> **AUFGABE A**
Fasse im Bericht über die Demonstrationen in Athen den Absatz, der mit „Athina war mit drei Freunden“ anfängt, in einer kurzen Liste zusammen und behalte dabei die wichtigsten Fakten.
::: TEXTAUSZUG :::
Massendemonstrationen nach griechischem Referendum gegen EU-Sparkurs

Bei dem Referendum in Griechenland über die Sparvorschläge der Europäischen Union und des Internationalen Währungsfonds haben mehr als 61 Prozent der Teilnehmer mit „Nein“ gestimmt. Am Sonntagabend versammelten sich nach Bekanntgabe des Ergebnisses mehrere tausend Menschen auf dem Syntagma-Platz in Athen.

Ein Teil der Demonstration auf dem Syntagma-Platz am Sonntag

Zuvor hatten sich bereits am Freitag tausende Menschen, darunter viele Jugendliche, auf dem Platz versammelt und erklärt, sie würden bei dem Referendum mit „Oxi“ („Nein“) stimmen.

Die Jugendlichen haben die Hauptlast der Sparmaßnahmen zu tragen und dabei handelt es sich um die brutalsten Sozialkürzungen, die je in Friedenszeiten gegen eine europäische Bevölkerung verhängt wurden. Viele Jugendliche äußerten sich kritisch über den Erfolg des „Nein“-Lagers und lehnten das Spardiktat mit Zweidrittelmehrheit ab. Nach mehr als fünf Jahren Sparkurs ist die Hälfte der griechischen Jugend arbeitslos und hat keine Aussichten auf eine bessere Zukunft.

Am Sonntagabend schallten „Oxi!, Oxi!, Oxi!“ Rufe durch Athen [„Nein! Nein! Nein!“].

Feiern auf dem Syntagma-Platz am Sonntag

Athina, eine zwanzigjährige Studentin, beobachtete die „Siegesfeier“ von den Stufen des Parlamentsgebäudes aus. Sie erklärte: „Wir halten das für das beste Ergebnis, das wir erzielen konnten. Jetzt können andere Länder sehen, dass die griechische Bevölkerung sagt: 'wir lassen uns das nicht mehr gefallen.'“

Athina war mit drei Freunden und Mitstudenten auf den Syntagma-Platz gekommen. Sie erzählte über die schrecklichen Zustände, unter denen die Jugendlichen leben: „Für uns Studenten ist es äußerst schwierig. Wir müssen ständig arbeiten.“ Ihre Freundin Afroditi fügte hinzu: „Wir bekommen vier Euro Stundenlohn!“

Athina, Chasan, Afroditi und Francesca (v.l.n.r)

Athina fuhr fort: „Wir sind heute zwanzig Jahre alt. Wir leben bei unseren Eltern und sie haben überhaupt kein Geld. Sie können nicht leben und sie können nicht überleben. Es wurde Zeit, dass endlich etwas passiert ist. Das Ergebnis ist deutlich. Es sind über 60 Prozent Nein!“

Auf die Frage, was sie davon halten, dass die EU in ganz Europa auf Austerität setzt, antwortete Afroditi: „Es ist Zeit, dass diejenigen, die das allen Ländern aufzwingen, dafür bezahlen. Wir helfen der reichen Minderheit nicht. Sie sind eine Minderheit. Wir sind die Mehrheit.”
:::
> **AUFGABE B**
Schreib die Auflistung vom Anfang bis einschließlich der Zeile mit „<point>169,218</point>“ noch einmal ab. Ersetze dabei „photo“ durch „image“ und lass alles andere unverändert.
::: ERFASSTE DATEN :::
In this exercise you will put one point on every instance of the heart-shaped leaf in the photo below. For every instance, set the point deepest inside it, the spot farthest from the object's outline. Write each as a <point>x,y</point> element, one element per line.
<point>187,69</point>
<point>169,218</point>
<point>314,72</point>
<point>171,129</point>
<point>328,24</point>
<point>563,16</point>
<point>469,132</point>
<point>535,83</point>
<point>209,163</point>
:::
> **LÖSUNG A**
- Athina kam mit drei Freunden und Mitstudenten auf den Syntagma-Platz.
- Sie sprach über die schlimmen Lebensbedingungen der Jugendlichen.
- Sie sagte, für Studenten sei es äußerst schwierig, weil sie ständig arbeiten müssten.
- Ihre Freundin Afroditi ergänzte, sie bekämen vier Euro Stundenlohn.

> **LÖSUNG B**
In this exercise you will put one point on every instance of the heart-shaped leaf in the image below. For every instance, set the point deepest inside it, the spot farthest from the object's outline. Write each as a <point>x,y</point> element, one element per line.
<point>187,69</point>
<point>169,218</point>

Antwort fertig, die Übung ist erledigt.